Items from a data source
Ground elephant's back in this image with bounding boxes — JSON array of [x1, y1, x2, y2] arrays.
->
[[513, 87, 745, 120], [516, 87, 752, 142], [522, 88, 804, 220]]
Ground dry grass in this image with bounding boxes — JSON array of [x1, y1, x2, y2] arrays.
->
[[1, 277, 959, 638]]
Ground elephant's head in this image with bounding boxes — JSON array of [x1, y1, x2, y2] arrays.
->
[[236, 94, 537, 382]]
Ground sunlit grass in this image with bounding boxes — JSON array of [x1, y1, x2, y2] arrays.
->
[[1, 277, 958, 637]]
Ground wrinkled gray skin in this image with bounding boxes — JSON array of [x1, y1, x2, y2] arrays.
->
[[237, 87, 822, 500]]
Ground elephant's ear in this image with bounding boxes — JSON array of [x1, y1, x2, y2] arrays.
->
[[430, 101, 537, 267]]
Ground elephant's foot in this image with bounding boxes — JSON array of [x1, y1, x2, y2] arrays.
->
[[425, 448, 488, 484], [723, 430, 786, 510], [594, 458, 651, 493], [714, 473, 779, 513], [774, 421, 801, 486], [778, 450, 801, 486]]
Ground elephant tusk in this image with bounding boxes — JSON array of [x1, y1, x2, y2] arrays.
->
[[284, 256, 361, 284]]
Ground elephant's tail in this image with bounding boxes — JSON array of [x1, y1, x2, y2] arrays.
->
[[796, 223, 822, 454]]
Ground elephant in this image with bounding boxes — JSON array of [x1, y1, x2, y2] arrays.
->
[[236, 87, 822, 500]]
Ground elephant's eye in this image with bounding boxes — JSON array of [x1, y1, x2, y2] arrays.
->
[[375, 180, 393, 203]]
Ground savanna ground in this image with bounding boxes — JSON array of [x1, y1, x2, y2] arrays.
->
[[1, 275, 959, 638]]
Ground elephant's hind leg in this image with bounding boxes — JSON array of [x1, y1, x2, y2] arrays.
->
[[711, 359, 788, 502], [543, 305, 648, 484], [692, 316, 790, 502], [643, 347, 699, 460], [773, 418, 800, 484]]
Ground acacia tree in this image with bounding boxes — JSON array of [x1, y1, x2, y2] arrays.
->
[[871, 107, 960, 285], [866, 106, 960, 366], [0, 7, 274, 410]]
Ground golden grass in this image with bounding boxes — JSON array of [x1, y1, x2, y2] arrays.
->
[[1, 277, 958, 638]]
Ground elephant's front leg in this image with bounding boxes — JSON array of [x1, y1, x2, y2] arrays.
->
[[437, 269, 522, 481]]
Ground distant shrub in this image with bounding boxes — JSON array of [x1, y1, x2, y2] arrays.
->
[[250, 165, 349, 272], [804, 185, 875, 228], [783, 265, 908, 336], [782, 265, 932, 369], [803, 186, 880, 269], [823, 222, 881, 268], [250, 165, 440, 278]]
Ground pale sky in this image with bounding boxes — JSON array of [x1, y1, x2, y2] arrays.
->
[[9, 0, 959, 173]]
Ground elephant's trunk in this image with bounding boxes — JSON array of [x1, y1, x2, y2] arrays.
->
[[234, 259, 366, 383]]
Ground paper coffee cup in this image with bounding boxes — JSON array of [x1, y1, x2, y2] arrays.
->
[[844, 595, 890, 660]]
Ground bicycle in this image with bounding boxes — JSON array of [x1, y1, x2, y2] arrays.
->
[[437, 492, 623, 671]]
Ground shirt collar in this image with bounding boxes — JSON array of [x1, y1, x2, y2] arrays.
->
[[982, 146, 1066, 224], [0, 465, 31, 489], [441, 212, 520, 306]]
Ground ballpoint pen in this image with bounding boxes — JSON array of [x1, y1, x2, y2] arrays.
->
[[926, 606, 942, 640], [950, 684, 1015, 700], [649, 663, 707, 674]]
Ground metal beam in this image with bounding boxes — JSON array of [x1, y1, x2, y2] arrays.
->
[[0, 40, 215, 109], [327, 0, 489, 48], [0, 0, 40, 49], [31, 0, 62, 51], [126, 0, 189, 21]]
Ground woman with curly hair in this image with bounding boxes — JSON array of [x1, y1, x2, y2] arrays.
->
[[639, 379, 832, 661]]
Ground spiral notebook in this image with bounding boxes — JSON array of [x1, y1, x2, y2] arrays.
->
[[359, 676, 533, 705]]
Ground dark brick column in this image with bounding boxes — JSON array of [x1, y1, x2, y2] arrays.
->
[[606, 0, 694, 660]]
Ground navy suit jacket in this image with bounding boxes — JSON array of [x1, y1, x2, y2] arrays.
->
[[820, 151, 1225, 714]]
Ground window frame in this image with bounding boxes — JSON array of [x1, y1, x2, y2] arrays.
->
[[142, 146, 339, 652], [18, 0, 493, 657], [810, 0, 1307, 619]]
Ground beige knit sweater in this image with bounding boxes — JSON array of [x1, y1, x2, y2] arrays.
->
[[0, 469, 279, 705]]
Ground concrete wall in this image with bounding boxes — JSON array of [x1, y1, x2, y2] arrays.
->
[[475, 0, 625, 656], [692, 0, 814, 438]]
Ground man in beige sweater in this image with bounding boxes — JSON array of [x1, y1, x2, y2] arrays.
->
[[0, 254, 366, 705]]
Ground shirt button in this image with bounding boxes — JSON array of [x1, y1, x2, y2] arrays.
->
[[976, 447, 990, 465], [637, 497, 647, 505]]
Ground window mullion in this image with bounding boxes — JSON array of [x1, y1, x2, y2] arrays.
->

## [Your task]
A full, exact copy of the entries is required. Return it.

## [Exercise response]
Ground elephant's back in this image with bounding boxes — JSON array of [x1, y1, x2, y2] arrays.
->
[[513, 87, 745, 120], [516, 87, 752, 142], [522, 88, 804, 220]]
Ground dry grass in this image with bounding boxes — JSON array of [x1, y1, x2, y2] arrays.
->
[[1, 277, 959, 638]]
Ground elephant's head in this image with bounding boxes — JSON array of [x1, y1, x2, y2] arrays.
->
[[236, 94, 537, 382]]
Ground sunlit grass in this image with bounding boxes — JSON array of [x1, y1, x2, y2] arrays.
->
[[1, 277, 958, 637]]
Ground wrinkled gray skin in this image with bounding boxes — JSON array of [x1, y1, x2, y2] arrays.
->
[[237, 87, 822, 500]]
Ground elephant's ear in this image with bounding boxes — JSON array of [x1, y1, x2, y2] arrays.
->
[[430, 101, 537, 267]]
Ground elephant's foot in this image with bounding boxes — JSON array of [x1, y1, x2, y2] arrays.
->
[[425, 448, 488, 484], [723, 430, 786, 510], [594, 458, 651, 493], [714, 473, 779, 513], [774, 421, 801, 486], [778, 450, 801, 486]]
Ground elephant tusk in this image with bounding boxes — JSON array of [x1, y1, x2, y2] arrays.
->
[[284, 256, 361, 284]]
Ground elephant's tail in this image with bounding boxes — JSON array of [x1, y1, x2, y2] arrays.
->
[[796, 223, 822, 454]]
Ground elephant in this image with bounding boxes — JSON array of [x1, y1, x2, y2] arrays.
->
[[236, 87, 822, 500]]
Ground elephant's eye in this image with bounding boxes — JSON array of [x1, y1, x2, y2] arrays.
->
[[375, 180, 393, 203]]
Ground savanna ground in this image with bounding boxes — JSON array of [x1, y1, x2, y2] arrays.
->
[[1, 275, 959, 638]]
Ground elephant's hind leg in this image with bounding boxes — JSON array of [x1, y1, x2, y2] arrays.
->
[[711, 359, 788, 502], [543, 305, 648, 484], [692, 316, 790, 502], [643, 347, 699, 460], [773, 418, 800, 484]]
Ground acacia tree in this image with bounding boxes — JSON array of [x1, y1, x2, y2] arrays.
->
[[871, 107, 960, 285], [866, 106, 960, 366], [0, 7, 274, 410]]
Ground golden grass in this image with bounding boxes — JSON array of [x1, y1, x2, y2] arrays.
->
[[1, 277, 958, 638]]
Ground elephant's front leg in this image with bounding boxes — JSON array of [x1, y1, x2, y2] arrays.
->
[[437, 269, 522, 481]]
Ground distant shrub in this image with bounding boxes — JSON array of [x1, y1, x2, y2] arrays.
->
[[250, 165, 349, 272], [804, 185, 875, 228], [783, 265, 908, 336], [782, 265, 932, 369], [803, 186, 880, 269], [823, 222, 881, 268], [250, 165, 440, 278]]
Ground pale sky in this image with bounding boxes — JSON array of [x1, y1, x2, y2] arrays.
->
[[9, 0, 959, 173]]
Ground elephant's trunk in this image with bounding boxes — JSON array of [x1, y1, x2, y2] arrays.
->
[[234, 259, 366, 383]]
Ground paper coffee cup in this image with bounding boxes — JSON array of [x1, y1, x2, y2] arrays.
->
[[844, 595, 890, 660]]
Ground bicycle in this image with bounding boxes — JSON array of [x1, y1, x2, y2] arrays.
->
[[437, 492, 623, 671]]
Ground shirt collar in this image with bounding boxes — JSON array of [x1, y1, x2, y2] arrays.
->
[[982, 146, 1066, 224], [0, 465, 31, 489], [441, 212, 520, 306]]
Ground ballpoint pen in this image with bounding boxes — JSON array of [x1, y1, x2, y2] arrays.
->
[[926, 606, 942, 640], [950, 684, 1015, 700], [649, 663, 707, 674]]
Ground metal beam in this image with bounding boxes — JSON array of [x1, y1, x2, y2] arrays.
->
[[0, 40, 215, 109], [327, 0, 489, 48], [0, 0, 40, 49], [31, 0, 62, 51], [126, 0, 189, 21]]
Ground woman with curly hair in this image with bounding boxes — JSON array of [x1, y1, x2, y2] arrays.
->
[[639, 379, 832, 661]]
Ground spiral notebook in this image with bounding boxes — JSON array of [x1, y1, x2, y2] arrays.
->
[[359, 676, 533, 705]]
Ground dark brick column in this image with bounding boxes — JSON array of [x1, y1, x2, y2] arrays.
->
[[606, 0, 694, 660]]
Ground navy suit jacket in this image with bounding boxes — JSON array of [x1, y1, x2, y2] arrays.
->
[[820, 151, 1225, 714]]
Ground window frame in this image with bounding boxes — JSON array of [x1, y1, x2, y2] arrays.
->
[[142, 146, 339, 652], [18, 0, 493, 657], [810, 0, 1307, 619]]
Ground beige knit sweater in this image with bounding boxes — JSON array of [x1, y1, x2, y2] arrays.
->
[[0, 469, 279, 705]]
Ground concrete wall in this image with bounding boxes — JSON array of [x1, y1, x2, y2] arrays.
->
[[475, 0, 625, 656], [692, 0, 814, 438]]
Ground man in beige sweater in this image with bounding boxes — JSON array of [x1, y1, x2, y2] arrays.
->
[[0, 254, 366, 705]]
Ground shirt button in this image with bounding boxes — JSON array of [x1, y1, x2, y2] arrays.
->
[[976, 447, 990, 465], [637, 497, 647, 505]]
Ground window mullion in this image with bounding boxes — JSON array of [x1, y1, x2, y2] arrays.
->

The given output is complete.